TASK DETAILS: Within this material, find every line where the string "instance" appears, and copy it out.

INPUT FOR THIS TASK:
# # # # #

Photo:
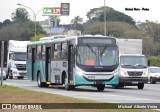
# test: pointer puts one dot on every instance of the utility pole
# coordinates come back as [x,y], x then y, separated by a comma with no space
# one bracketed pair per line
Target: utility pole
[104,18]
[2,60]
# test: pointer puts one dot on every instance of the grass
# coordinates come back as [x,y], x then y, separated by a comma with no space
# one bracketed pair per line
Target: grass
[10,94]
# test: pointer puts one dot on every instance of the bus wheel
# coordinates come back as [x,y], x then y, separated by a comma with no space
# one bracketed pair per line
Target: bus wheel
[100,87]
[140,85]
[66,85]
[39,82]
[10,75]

# # # # #

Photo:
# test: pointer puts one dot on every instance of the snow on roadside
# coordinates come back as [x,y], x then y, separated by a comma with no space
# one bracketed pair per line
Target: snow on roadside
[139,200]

# # # # #

RESULT OF THIS TASK:
# test: pointer puts one dot on every instance of the utility pole
# test: pointer puts one dot on every instance of the grass
# test: pointer puts one dot on every instance of the bus wheel
# test: pointer puts one dot on every instance of the snow on roadside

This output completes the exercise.